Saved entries
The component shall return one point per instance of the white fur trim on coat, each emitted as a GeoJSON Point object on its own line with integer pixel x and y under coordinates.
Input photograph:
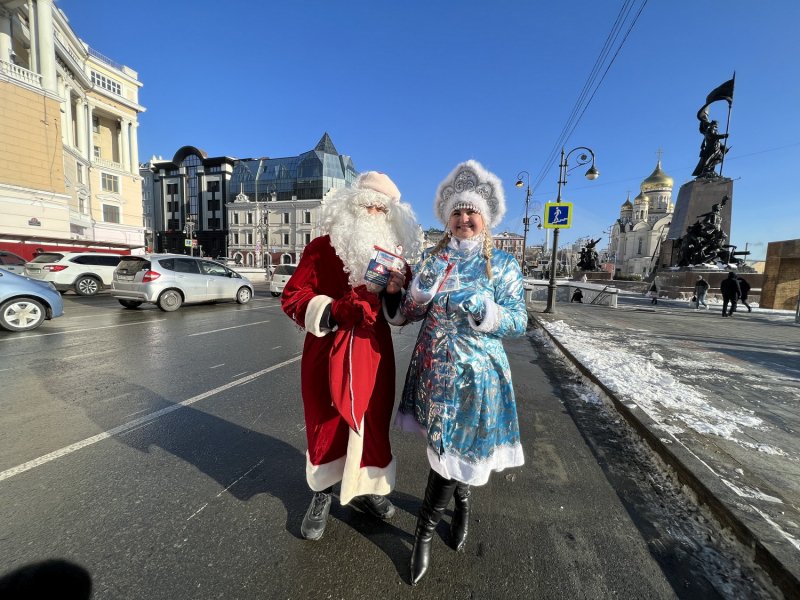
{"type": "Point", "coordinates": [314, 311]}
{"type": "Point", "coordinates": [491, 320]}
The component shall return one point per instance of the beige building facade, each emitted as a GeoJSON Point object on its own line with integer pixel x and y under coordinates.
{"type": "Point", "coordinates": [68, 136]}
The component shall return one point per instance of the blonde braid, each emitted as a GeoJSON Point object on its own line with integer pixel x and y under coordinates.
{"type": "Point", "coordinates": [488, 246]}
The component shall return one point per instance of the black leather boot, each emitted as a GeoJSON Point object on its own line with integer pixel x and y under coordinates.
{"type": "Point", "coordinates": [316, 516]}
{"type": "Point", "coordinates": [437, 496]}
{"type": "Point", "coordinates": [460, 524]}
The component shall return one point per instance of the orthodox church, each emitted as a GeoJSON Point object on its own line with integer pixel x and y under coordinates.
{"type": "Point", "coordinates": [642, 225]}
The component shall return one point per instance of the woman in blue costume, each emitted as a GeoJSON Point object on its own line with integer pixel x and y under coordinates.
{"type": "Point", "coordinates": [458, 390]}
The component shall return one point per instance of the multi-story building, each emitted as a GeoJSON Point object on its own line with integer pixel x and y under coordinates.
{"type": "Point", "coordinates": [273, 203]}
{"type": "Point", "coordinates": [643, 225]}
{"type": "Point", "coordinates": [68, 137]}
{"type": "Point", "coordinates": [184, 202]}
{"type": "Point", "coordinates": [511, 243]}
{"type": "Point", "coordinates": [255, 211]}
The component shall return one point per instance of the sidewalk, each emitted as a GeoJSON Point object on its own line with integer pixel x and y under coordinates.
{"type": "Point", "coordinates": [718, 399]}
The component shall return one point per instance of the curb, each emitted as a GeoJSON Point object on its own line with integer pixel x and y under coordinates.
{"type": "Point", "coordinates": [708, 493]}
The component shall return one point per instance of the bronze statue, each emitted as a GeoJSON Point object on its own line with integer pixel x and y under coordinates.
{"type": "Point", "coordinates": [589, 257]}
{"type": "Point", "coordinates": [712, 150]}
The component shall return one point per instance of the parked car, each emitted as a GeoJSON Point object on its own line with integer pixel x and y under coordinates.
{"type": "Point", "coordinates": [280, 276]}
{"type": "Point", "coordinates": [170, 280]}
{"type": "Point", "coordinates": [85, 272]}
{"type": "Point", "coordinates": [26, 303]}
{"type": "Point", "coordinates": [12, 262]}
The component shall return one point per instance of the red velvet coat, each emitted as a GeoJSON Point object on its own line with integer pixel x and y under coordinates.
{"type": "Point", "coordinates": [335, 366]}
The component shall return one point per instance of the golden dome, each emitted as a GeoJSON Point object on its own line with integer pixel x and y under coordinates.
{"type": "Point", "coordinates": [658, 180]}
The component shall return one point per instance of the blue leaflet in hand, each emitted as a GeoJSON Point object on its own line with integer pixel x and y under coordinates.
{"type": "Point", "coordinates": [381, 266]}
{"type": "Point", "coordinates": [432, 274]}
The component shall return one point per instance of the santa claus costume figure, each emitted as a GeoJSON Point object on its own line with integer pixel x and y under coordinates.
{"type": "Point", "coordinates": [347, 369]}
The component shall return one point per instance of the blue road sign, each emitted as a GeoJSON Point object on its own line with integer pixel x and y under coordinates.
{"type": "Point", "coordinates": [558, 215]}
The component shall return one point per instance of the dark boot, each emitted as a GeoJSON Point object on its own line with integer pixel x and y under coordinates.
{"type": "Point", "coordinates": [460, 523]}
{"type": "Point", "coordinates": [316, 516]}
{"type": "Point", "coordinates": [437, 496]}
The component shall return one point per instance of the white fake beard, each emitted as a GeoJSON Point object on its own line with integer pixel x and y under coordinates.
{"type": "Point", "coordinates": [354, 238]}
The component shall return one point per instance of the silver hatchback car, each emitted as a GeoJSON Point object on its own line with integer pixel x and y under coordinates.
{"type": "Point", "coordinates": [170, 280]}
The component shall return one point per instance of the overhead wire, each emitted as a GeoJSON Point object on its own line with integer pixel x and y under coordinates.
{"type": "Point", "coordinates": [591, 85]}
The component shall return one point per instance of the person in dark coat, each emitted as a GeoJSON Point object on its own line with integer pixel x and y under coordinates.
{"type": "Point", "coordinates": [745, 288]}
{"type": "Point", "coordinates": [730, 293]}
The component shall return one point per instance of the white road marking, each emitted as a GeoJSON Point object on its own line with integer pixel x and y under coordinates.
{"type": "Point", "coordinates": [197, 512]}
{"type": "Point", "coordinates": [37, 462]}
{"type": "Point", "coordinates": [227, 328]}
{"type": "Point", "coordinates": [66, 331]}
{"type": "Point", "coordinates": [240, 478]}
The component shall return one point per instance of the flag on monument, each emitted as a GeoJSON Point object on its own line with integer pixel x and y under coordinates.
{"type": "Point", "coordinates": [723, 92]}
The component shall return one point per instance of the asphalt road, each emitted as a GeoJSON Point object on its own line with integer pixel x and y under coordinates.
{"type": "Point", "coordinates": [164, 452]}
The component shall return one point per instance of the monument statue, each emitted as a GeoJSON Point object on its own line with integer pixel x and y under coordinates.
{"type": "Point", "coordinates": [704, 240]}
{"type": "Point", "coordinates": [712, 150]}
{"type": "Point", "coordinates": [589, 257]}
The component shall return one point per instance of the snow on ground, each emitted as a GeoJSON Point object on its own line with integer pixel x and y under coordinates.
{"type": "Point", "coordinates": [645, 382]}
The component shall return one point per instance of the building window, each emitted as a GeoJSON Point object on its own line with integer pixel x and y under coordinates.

:: Task to carry out ::
The records above are to be restated word for word, excluding all pictures.

:: Solved exercise ::
The component shall return one point per instance of the white fur trim on coat, each emitted as a GeoJSON Point object on its own line with integer pixel x and y under coordinates.
Input photograph:
{"type": "Point", "coordinates": [314, 311]}
{"type": "Point", "coordinates": [491, 320]}
The component shall return one point per instance of the beige building facade, each emitted as a GeoJSON Point object on its own line with integer pixel x and y under coordinates.
{"type": "Point", "coordinates": [68, 136]}
The component shall return one point per instance of the blonde braid, each emitted as a GeoJSON Point object on its own line with integer pixel x and y under coordinates.
{"type": "Point", "coordinates": [488, 246]}
The component shall return one point per instance of the black leather boot, each emitted as a GeoJSON Point object on its own line with integer pixel x and y under coordinates.
{"type": "Point", "coordinates": [316, 516]}
{"type": "Point", "coordinates": [437, 496]}
{"type": "Point", "coordinates": [460, 524]}
The component shall return one point per instance of the orthodox church, each emitted as a GeoJSON Point object on its own line with integer pixel x and y under coordinates.
{"type": "Point", "coordinates": [642, 225]}
The component shall return one point per instance of the woman in blue costume, each emitted as a GeoJSON Point object on its own line with integer pixel x and y under coordinates.
{"type": "Point", "coordinates": [458, 390]}
The component shall return one point per instance of the multi-story building, each emitted as a GeoJSON Point object on its own line with integer pixel x and y under coordinates.
{"type": "Point", "coordinates": [273, 203]}
{"type": "Point", "coordinates": [643, 225]}
{"type": "Point", "coordinates": [68, 137]}
{"type": "Point", "coordinates": [184, 202]}
{"type": "Point", "coordinates": [511, 243]}
{"type": "Point", "coordinates": [255, 211]}
The component shall return one point per instance of the sidewalk, each emitted as a GeoJSON Point object on its own line with integer pixel x and y under coordinates.
{"type": "Point", "coordinates": [718, 399]}
The component shall return one point per instance of the curb, each emitted as a GeoJSON Point object on its own line with integer pixel x and y under coordinates.
{"type": "Point", "coordinates": [708, 493]}
The component shall return one point per instance of the bronze statue, each emitted as a GeoJSON Point object on its own line with integer pixel x and y under coordinates.
{"type": "Point", "coordinates": [589, 257]}
{"type": "Point", "coordinates": [712, 150]}
The component shall return one point per instance of the parked car, each emitted as a GeoJSON Point object on its own line with integer pixel x and y under coordinates.
{"type": "Point", "coordinates": [280, 276]}
{"type": "Point", "coordinates": [170, 280]}
{"type": "Point", "coordinates": [85, 272]}
{"type": "Point", "coordinates": [26, 303]}
{"type": "Point", "coordinates": [12, 262]}
The component shall return one point per instance of the red velvet coat, each emitted as a GeoJSON Point object on its own line with integer pixel x and y under coordinates.
{"type": "Point", "coordinates": [335, 366]}
The component shall return one point per instance of the golden dome, each emitted as a GeoJSON Point object on its own line with integer pixel x and y under coordinates.
{"type": "Point", "coordinates": [658, 180]}
The component shall return one point per instance of the blue leaflet in hand, each emitted as a GeoJSON Point object on its own line with integer pixel x and y under coordinates.
{"type": "Point", "coordinates": [381, 266]}
{"type": "Point", "coordinates": [432, 274]}
The component shall return one point per instance of the santa claus costume figure, each emitted as a GeoJSON Point object on its own line with integer pixel x and y under coordinates.
{"type": "Point", "coordinates": [347, 369]}
The component shall return one point per instance of the blue road sign, each emitted as a GeoJSON Point object on its own line with integer pixel x and y under coordinates.
{"type": "Point", "coordinates": [558, 215]}
The component shall return one point per instance of the dark boot, each emitted as a GeoJSON Point object on its own line with integer pixel x and y under coordinates.
{"type": "Point", "coordinates": [460, 523]}
{"type": "Point", "coordinates": [316, 516]}
{"type": "Point", "coordinates": [437, 496]}
The component shall return one point per instance of the white fake beard, each emitted as a GeoJSON Point object on its own line with integer pixel x and y under coordinates.
{"type": "Point", "coordinates": [354, 238]}
The component shall return one point per instance of the silver hatchback car, each emitted as a GeoJSON Point object on its own line with integer pixel x and y under coordinates.
{"type": "Point", "coordinates": [170, 280]}
The component shall return one point per instance of the overhead wire, each emitted as a GeoJSON Point object on its own line with integer pixel x and y under coordinates.
{"type": "Point", "coordinates": [591, 85]}
The component shall return one point per instance of the person in dark coat, each emitted as a GeoJSON Point object on its own line with integer pixel x and y under coordinates.
{"type": "Point", "coordinates": [745, 288]}
{"type": "Point", "coordinates": [730, 293]}
The component shall return one point per instance of the white road marking, each emitted as a GeoJSON Point object on its own line with integer pixel x and y under coordinates.
{"type": "Point", "coordinates": [197, 512]}
{"type": "Point", "coordinates": [37, 462]}
{"type": "Point", "coordinates": [227, 328]}
{"type": "Point", "coordinates": [66, 331]}
{"type": "Point", "coordinates": [240, 478]}
The component shall return one point per instance of the flag on monument, each emitted as a GeoJSON Point object on its own line with integer pixel x and y under coordinates.
{"type": "Point", "coordinates": [723, 92]}
The component shall return one point per instance of the asphalt road, each emitted as a GeoJSON Point object on its own line with integer pixel x and y under coordinates.
{"type": "Point", "coordinates": [164, 452]}
The component shall return one point per instance of the monument statue, each emitted as a GeoJSON Point object on its own line with integer pixel x and y under coordinates.
{"type": "Point", "coordinates": [704, 240]}
{"type": "Point", "coordinates": [712, 150]}
{"type": "Point", "coordinates": [589, 257]}
The component shall return one point per instance of the snow on ground, each emitted as a GeoJSON Point object on its own line with integer pixel x and y under coordinates.
{"type": "Point", "coordinates": [645, 382]}
The component shall return one point per instance of the building window, each emitted as a GeoJSON Point object on its own line with integer pixel x and y under coordinates.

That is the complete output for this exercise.